---- Stored records

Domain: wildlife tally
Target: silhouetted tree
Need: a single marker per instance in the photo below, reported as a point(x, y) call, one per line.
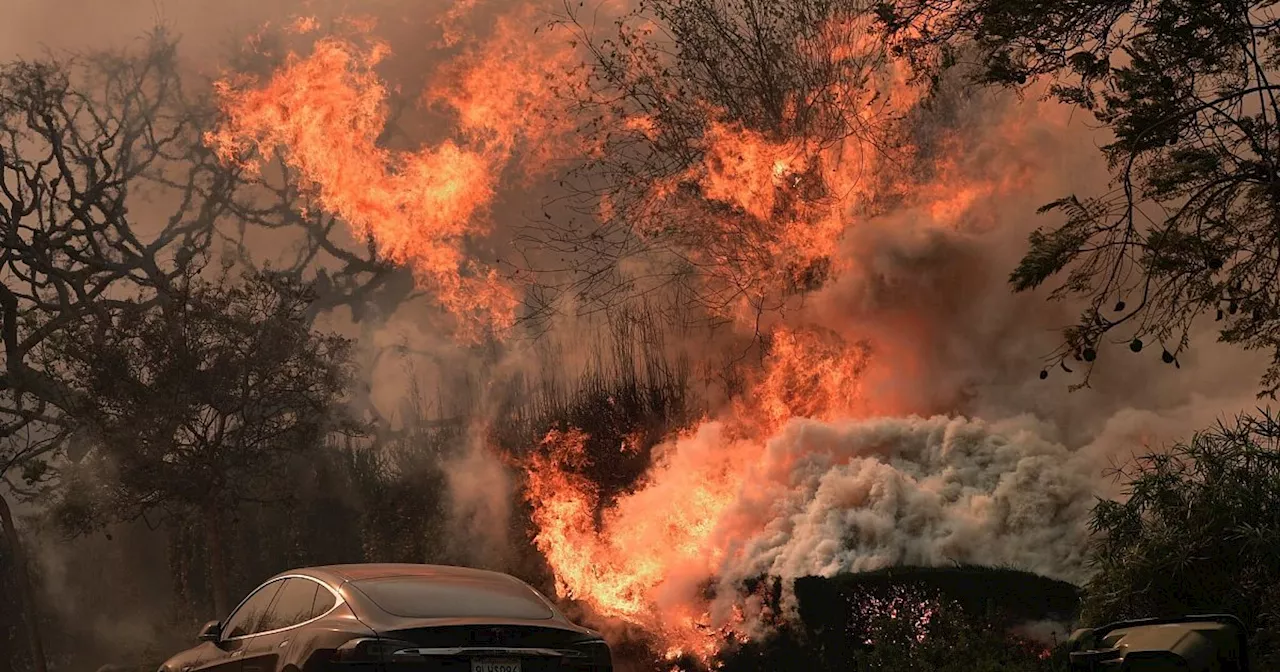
point(1185, 88)
point(77, 137)
point(199, 403)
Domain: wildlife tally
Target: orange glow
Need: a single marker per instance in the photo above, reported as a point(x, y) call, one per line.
point(760, 210)
point(656, 547)
point(323, 114)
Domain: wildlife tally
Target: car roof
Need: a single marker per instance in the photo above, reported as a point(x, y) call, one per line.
point(337, 575)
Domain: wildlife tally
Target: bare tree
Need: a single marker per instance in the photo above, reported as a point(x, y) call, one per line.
point(78, 138)
point(197, 405)
point(663, 99)
point(1191, 224)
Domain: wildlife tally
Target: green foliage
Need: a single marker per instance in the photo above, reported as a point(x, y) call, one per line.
point(1197, 533)
point(947, 620)
point(1185, 88)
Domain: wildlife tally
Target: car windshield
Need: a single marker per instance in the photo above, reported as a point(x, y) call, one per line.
point(421, 597)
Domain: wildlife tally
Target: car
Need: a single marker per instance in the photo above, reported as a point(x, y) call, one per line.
point(394, 618)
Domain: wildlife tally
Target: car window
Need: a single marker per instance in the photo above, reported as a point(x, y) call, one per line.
point(416, 597)
point(246, 618)
point(292, 604)
point(323, 603)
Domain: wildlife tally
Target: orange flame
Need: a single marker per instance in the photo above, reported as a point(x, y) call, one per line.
point(324, 114)
point(654, 547)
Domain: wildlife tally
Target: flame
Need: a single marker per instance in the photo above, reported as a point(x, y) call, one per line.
point(772, 209)
point(656, 545)
point(324, 113)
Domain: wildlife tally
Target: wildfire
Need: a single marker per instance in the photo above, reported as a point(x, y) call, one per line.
point(656, 547)
point(769, 209)
point(323, 114)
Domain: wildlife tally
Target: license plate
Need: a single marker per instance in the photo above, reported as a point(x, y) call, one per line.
point(494, 664)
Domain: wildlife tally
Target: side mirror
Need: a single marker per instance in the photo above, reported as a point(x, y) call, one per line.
point(211, 631)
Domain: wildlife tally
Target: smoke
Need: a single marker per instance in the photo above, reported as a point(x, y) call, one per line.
point(958, 451)
point(480, 493)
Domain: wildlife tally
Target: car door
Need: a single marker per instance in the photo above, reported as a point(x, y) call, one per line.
point(270, 647)
point(228, 652)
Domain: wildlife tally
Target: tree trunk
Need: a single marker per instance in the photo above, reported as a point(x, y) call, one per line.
point(26, 595)
point(216, 560)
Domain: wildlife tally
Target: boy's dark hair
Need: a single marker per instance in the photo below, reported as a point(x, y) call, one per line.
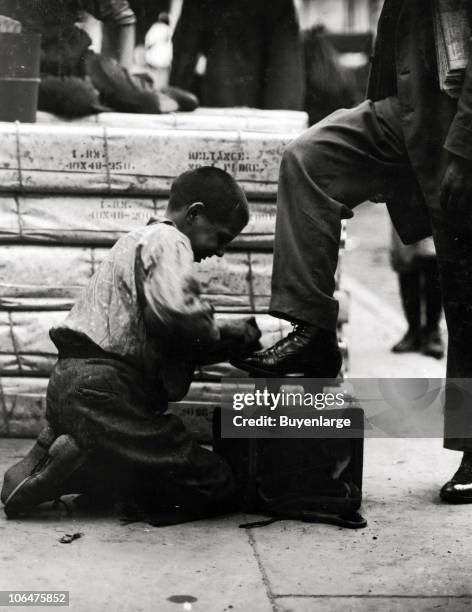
point(220, 193)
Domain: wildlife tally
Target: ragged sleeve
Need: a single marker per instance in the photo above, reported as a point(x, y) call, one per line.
point(169, 288)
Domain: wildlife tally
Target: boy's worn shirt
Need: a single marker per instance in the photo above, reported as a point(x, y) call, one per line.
point(148, 274)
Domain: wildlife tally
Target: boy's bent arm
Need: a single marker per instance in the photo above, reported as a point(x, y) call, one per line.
point(173, 305)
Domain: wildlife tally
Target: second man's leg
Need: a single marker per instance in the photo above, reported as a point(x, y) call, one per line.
point(349, 157)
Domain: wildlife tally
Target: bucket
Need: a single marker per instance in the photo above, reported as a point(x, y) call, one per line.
point(19, 76)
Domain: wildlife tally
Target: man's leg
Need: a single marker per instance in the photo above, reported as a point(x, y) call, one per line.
point(454, 257)
point(410, 293)
point(347, 158)
point(433, 344)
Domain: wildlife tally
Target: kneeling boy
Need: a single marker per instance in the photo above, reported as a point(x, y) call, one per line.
point(128, 347)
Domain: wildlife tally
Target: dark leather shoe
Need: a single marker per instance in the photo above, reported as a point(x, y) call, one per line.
point(38, 477)
point(459, 489)
point(433, 344)
point(410, 343)
point(306, 351)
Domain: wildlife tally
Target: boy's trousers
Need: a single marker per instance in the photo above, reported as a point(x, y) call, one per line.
point(350, 157)
point(116, 415)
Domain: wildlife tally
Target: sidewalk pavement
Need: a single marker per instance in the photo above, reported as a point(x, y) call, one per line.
point(414, 554)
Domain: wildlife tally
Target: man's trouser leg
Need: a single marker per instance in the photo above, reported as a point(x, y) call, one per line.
point(349, 157)
point(115, 415)
point(454, 257)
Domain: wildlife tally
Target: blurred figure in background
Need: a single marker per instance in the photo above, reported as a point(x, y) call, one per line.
point(158, 50)
point(75, 81)
point(420, 293)
point(253, 53)
point(329, 85)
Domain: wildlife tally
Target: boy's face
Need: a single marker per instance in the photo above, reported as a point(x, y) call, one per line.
point(209, 237)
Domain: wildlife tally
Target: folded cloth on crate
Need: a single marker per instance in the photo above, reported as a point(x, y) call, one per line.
point(256, 121)
point(94, 159)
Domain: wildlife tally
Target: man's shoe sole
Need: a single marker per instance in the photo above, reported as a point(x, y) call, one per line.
point(63, 458)
point(29, 465)
point(455, 497)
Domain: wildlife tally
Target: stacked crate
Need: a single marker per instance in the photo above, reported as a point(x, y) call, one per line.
point(70, 191)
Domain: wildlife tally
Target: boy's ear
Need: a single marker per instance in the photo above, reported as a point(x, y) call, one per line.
point(194, 210)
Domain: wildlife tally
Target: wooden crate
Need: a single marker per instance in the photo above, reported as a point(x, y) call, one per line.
point(101, 220)
point(92, 159)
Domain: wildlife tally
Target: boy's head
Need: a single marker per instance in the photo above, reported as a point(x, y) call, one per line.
point(209, 207)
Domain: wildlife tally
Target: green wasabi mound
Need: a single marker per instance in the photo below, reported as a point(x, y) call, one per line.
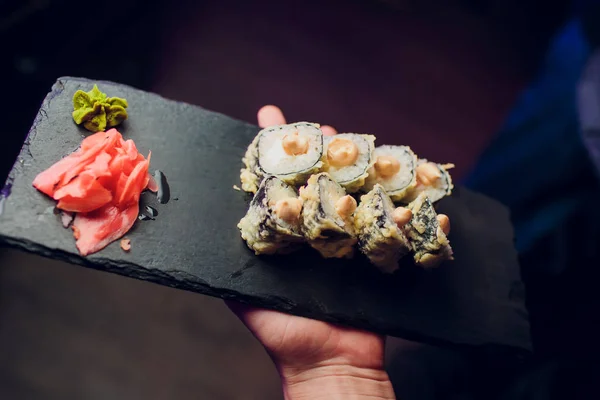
point(96, 111)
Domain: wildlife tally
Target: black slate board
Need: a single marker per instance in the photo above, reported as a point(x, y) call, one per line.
point(194, 243)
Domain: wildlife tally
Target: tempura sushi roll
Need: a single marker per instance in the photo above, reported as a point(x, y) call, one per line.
point(377, 225)
point(328, 217)
point(432, 179)
point(395, 169)
point(290, 152)
point(273, 221)
point(427, 233)
point(348, 158)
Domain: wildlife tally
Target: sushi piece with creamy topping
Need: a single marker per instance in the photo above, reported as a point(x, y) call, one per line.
point(348, 158)
point(378, 225)
point(432, 179)
point(290, 152)
point(427, 233)
point(328, 217)
point(394, 169)
point(273, 221)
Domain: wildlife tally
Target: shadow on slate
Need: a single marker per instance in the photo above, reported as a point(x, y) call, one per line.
point(194, 243)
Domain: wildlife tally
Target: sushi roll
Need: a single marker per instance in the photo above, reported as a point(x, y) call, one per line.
point(395, 169)
point(272, 223)
point(427, 233)
point(432, 179)
point(378, 224)
point(328, 217)
point(348, 158)
point(290, 152)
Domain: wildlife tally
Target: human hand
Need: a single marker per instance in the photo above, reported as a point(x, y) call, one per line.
point(317, 360)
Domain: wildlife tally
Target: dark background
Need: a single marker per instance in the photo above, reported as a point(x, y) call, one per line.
point(437, 75)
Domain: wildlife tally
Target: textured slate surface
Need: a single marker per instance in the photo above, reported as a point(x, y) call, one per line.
point(588, 101)
point(194, 244)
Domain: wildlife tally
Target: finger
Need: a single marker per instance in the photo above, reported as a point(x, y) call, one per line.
point(270, 115)
point(328, 130)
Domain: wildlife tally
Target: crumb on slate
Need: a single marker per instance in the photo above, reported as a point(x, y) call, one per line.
point(126, 244)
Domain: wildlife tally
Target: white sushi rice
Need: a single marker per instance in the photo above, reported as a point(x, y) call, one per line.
point(441, 188)
point(272, 158)
point(405, 179)
point(352, 177)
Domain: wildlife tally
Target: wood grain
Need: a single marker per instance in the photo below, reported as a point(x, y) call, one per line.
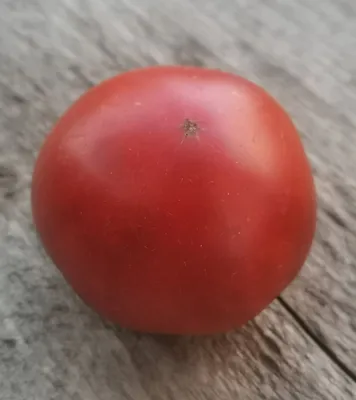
point(304, 345)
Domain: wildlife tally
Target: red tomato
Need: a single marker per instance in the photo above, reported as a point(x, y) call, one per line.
point(175, 199)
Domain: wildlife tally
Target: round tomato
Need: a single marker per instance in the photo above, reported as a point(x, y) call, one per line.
point(175, 199)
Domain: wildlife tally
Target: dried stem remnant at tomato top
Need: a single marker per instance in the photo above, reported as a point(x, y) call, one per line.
point(190, 128)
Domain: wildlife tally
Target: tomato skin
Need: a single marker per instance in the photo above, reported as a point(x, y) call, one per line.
point(175, 199)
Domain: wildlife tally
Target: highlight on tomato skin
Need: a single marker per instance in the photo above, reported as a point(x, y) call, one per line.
point(175, 199)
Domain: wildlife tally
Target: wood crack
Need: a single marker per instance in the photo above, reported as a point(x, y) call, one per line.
point(317, 340)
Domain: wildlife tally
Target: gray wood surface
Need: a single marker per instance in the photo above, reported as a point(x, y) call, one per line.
point(304, 345)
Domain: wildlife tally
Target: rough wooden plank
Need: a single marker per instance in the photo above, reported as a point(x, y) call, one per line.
point(51, 345)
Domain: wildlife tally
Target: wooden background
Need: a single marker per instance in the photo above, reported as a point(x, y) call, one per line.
point(304, 345)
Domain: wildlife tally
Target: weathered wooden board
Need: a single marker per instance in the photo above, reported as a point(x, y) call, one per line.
point(304, 345)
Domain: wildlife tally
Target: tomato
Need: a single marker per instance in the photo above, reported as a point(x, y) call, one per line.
point(175, 199)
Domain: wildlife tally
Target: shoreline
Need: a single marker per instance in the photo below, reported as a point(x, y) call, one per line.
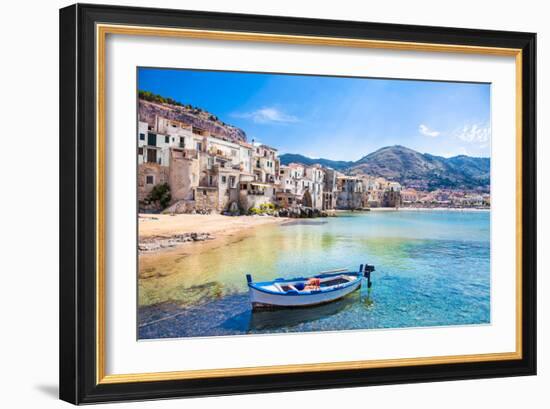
point(161, 232)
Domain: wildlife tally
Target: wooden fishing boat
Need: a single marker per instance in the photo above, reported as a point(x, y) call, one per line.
point(319, 289)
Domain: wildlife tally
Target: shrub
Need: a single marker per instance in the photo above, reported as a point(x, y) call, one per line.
point(161, 194)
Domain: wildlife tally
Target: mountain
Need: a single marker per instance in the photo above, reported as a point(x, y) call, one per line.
point(304, 160)
point(151, 105)
point(412, 168)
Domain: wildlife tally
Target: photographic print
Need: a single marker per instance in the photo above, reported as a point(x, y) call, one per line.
point(281, 203)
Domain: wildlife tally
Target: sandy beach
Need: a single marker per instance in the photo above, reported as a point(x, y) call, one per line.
point(164, 225)
point(162, 231)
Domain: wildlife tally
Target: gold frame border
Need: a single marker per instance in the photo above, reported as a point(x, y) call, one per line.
point(102, 30)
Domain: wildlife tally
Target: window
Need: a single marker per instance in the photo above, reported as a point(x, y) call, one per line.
point(152, 139)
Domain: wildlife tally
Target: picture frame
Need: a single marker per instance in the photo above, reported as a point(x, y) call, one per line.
point(83, 218)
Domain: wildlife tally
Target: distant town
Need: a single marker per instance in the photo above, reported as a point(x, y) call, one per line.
point(185, 168)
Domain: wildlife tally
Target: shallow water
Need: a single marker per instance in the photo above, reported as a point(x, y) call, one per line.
point(432, 269)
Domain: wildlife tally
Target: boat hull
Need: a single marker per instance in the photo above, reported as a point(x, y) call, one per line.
point(263, 300)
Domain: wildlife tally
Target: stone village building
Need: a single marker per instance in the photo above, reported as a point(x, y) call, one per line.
point(207, 172)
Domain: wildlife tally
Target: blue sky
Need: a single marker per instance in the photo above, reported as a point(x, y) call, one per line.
point(337, 118)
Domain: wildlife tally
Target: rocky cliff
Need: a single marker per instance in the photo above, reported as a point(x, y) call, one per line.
point(190, 115)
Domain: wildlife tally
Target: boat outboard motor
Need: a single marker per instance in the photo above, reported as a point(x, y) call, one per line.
point(366, 272)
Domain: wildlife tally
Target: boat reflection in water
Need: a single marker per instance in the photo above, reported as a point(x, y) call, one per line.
point(261, 320)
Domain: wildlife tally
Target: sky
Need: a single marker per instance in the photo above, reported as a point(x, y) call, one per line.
point(338, 118)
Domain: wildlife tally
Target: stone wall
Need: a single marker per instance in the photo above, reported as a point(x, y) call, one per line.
point(183, 175)
point(206, 198)
point(159, 173)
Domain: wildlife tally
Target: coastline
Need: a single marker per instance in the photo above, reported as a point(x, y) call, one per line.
point(444, 209)
point(159, 232)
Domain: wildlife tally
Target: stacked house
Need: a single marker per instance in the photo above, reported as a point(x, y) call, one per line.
point(209, 172)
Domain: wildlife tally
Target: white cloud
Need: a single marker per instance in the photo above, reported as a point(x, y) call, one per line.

--------

= Required task =
Return, with no changes, every line of the records from the very first one through the line that contains "point(1191, 224)", including that line. Leave the picture out of your answer.

= Result of the exercise =
Domain: wildlife tally
Target: silhouetted tree
Need: a single marker per instance in the photo below, reported as a point(x, y) call, one per line.
point(1185, 88)
point(77, 137)
point(199, 403)
Domain: wildlife tally
Target: orange glow
Need: a single marker per instance in the photo above, reported as a point(x, y) call, one per line.
point(760, 210)
point(656, 547)
point(323, 114)
Domain: wildlife tally
Target: car roof
Need: a single marker per instance in the photo above, reported as a point(x, y) call, one per line.
point(337, 575)
Domain: wildlife tally
Target: bare tree
Need: a single marker per instance in the photo above, reported as a point(x, y) call, one per line.
point(78, 138)
point(197, 405)
point(663, 99)
point(1191, 224)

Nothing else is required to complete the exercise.